§ TASK TO COMPLETE
Copy each line below exactly and leave the pictures out.
------------------------------------
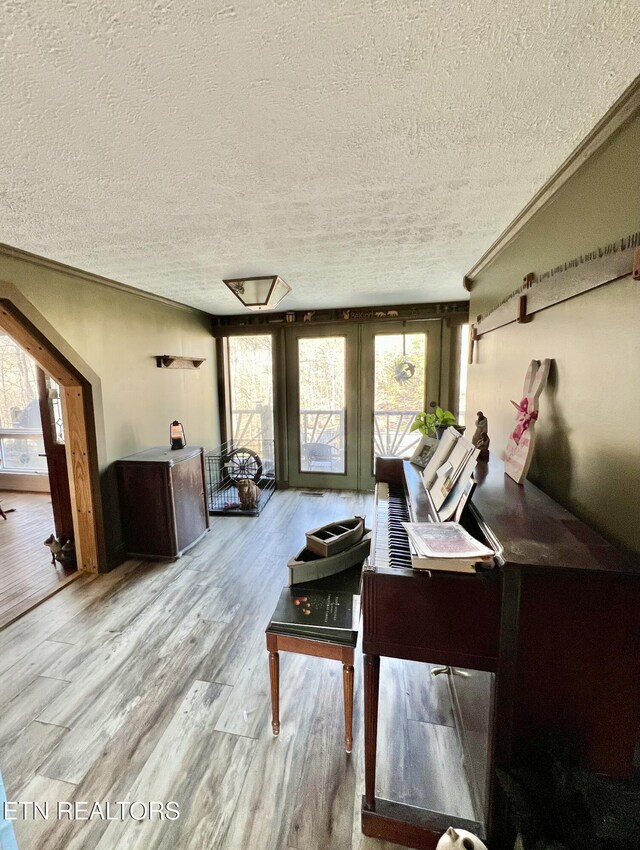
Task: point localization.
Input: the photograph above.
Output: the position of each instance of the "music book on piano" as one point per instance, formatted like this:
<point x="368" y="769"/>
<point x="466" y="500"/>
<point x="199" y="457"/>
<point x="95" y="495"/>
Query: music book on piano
<point x="451" y="471"/>
<point x="325" y="614"/>
<point x="444" y="449"/>
<point x="446" y="546"/>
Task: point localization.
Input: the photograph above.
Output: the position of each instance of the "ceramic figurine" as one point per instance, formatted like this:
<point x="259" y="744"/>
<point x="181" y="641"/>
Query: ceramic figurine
<point x="483" y="445"/>
<point x="482" y="427"/>
<point x="459" y="839"/>
<point x="248" y="493"/>
<point x="519" y="451"/>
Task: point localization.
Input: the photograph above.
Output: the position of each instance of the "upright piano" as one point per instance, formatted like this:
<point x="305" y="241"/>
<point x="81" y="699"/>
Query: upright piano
<point x="556" y="622"/>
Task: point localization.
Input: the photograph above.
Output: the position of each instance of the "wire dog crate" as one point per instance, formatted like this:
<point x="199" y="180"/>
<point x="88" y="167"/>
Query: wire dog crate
<point x="233" y="462"/>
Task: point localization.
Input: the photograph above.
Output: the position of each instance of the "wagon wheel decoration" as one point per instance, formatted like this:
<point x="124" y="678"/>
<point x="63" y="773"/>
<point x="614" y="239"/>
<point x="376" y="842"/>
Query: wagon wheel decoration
<point x="243" y="463"/>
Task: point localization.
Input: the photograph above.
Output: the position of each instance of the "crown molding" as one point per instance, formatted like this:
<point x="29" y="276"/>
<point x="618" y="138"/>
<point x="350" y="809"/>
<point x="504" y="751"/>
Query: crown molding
<point x="624" y="109"/>
<point x="72" y="271"/>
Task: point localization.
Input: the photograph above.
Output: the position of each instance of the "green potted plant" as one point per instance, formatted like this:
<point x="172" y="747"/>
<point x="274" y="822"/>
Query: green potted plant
<point x="432" y="424"/>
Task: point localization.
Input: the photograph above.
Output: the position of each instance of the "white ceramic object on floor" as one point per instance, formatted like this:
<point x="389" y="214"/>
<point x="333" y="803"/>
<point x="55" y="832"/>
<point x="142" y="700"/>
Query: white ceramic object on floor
<point x="459" y="839"/>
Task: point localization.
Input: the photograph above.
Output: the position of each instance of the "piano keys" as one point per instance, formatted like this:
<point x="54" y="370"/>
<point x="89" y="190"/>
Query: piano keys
<point x="556" y="580"/>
------------------------------------
§ WRITTEN SOLUTION
Task: point localization.
Input: the photograph above.
Output: the position of each instance of the "music book on piano" as one point per instance, formatted like this:
<point x="368" y="769"/>
<point x="466" y="500"/>
<point x="199" y="457"/>
<point x="95" y="495"/>
Query: music book on piano
<point x="451" y="471"/>
<point x="325" y="614"/>
<point x="444" y="449"/>
<point x="446" y="546"/>
Task: point localization.
Input: the photograph above.
Output: the position of each instance of the "ceramic figurine" as one point per instance, formatted like this:
<point x="259" y="744"/>
<point x="181" y="641"/>
Query: ceramic figurine
<point x="483" y="445"/>
<point x="482" y="427"/>
<point x="459" y="839"/>
<point x="248" y="493"/>
<point x="519" y="451"/>
Task: point localization.
Input: the photograph above.
Output: the position of each instance of the "upright piano" as one point per instance, formatted like this:
<point x="305" y="241"/>
<point x="81" y="699"/>
Query: upright piano
<point x="556" y="622"/>
Task: point localization.
Input: the photograph above.
Output: the position of each instance of the "wire dog crate" as one point per instance, formatted like this:
<point x="199" y="180"/>
<point x="88" y="167"/>
Query: wire dog crate
<point x="233" y="462"/>
Task: point localization.
Input: the photograph above.
Output: the position of each instance of the "wagon wheel decoration" as one point per instance, formatted like this:
<point x="124" y="678"/>
<point x="63" y="773"/>
<point x="614" y="239"/>
<point x="376" y="842"/>
Query: wagon wheel decoration
<point x="243" y="463"/>
Task: point localization.
Input: the photograph above.
Output: the position of each instance of the "crown molding" as one point per instance, formatted like this:
<point x="29" y="276"/>
<point x="618" y="138"/>
<point x="350" y="809"/>
<point x="504" y="751"/>
Query: crown molding
<point x="624" y="109"/>
<point x="72" y="271"/>
Task: point localization.
Input: the photograph above.
Output: the position of each instance of the "green potted plant" as one point per instance, formatted like this:
<point x="172" y="747"/>
<point x="274" y="822"/>
Query: green potted plant
<point x="432" y="424"/>
Task: point localization.
Input: the photograph above.
Output: the position of each instance of the "white ceramic object on floor" as one point per instance, formatted like this:
<point x="389" y="214"/>
<point x="333" y="803"/>
<point x="55" y="832"/>
<point x="142" y="700"/>
Query: white ceramic object on floor
<point x="459" y="839"/>
Task: point localization.
Input: the photograph above.
Output: the position of each instance of the "piano keys" as one point per instance, formatted like this:
<point x="54" y="370"/>
<point x="89" y="190"/>
Query: piano keys
<point x="556" y="580"/>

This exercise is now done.